(Task requirements)
a: Answer these questions using the passage on performance marketing below.
(i) In which categories are the biggest clients named?
(ii) What kind of company is Dr. Squatch?
(iii) What audience do the gaming clients mainly have?
b: Write out the part of the passage on performance marketing below that starts at "What verticals make" and ends at "the MarTech space?", keeping it identical to the original.

(Passage shown)
+-------+
Who is really killing it out there with performance marketing campaigns?
For us, we have what I would call "superheroes" in terms of content marketing. Our biggest clients--in categories like weight loss, online gaming, and meal delivery--have incredibly sophisticated data analysis that allows them to deeply understand their customers.
And then there's a layer below that of companies that are using content marketing for what I would call "performance branding". And that's where you have these great accountability and tracking measures in place, but what you're doing with it is building emotional connections with people. Some of the ones who do a great job on that are, like, Dr. Squatch. I don't know if you've seen their content, but it's really good, really funny. They're a men's soap and beauty products company. But they've developed a truly unique voice, and it's working for them. And then on the total other end of the spectrum, one of our other clients, 21 Seeds, is a woman-owned tequila brand. They have managed to acquire all these celebrity influencers who are working for them basically for free because they love the product so much! And that's part of what's driving this--these small companies that have to go out and fight against the big goliaths, they don't have the luxury of massive ad budgets. They can't go out and strong arm retailers and distributors. They have one shot, and they have to get it right in terms of qu ality of the product, the promises they're making, and the voice that they're using.
What verticals make the most sense for this approach?
It's not really about the vertical. We have weight loss clients with mainly female audience that skews a bit older--and on the other end of the spectrum, we've got gaming clients with a predominantly young male audience. It's more about "do you have a good handle on your data?" You have to understand attribution analytics, lifetime value calculation, ROAS, etc. Otherwise, you're not going to be able to measure the impact.
The other thing is, have a really good product that you believe in and a willingness to express a unique voice about that product.
Why are there so many crappy companies in the MarTech space?
+-------+
(Material provided)
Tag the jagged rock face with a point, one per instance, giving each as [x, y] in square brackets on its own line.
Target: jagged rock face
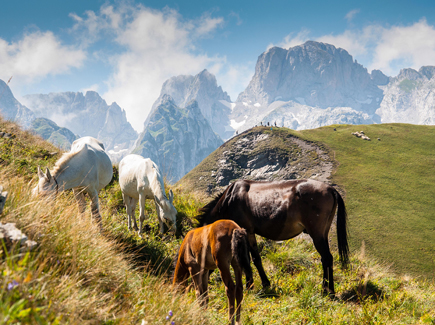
+-------+
(Expected outputs)
a:
(i) Weight loss, online gaming, and meal delivery.
(ii) A men's soap and beauty products company.
(iii) A predominantly young male audience.

b:
What verticals make the most sense for this approach?
It's not really about the vertical. We have weight loss clients with mainly female audience that skews a bit older--and on the other end of the spectrum, we've got gaming clients with a predominantly young male audience. It's more about "do you have a good handle on your data?" You have to understand attribution analytics, lifetime value calculation, ROAS, etc. Otherwise, you're not going to be able to measure the impact.
The other thing is, have a really good product that you believe in and a willingness to express a unique voice about that product.
Why are there so many crappy companies in the MarTech space?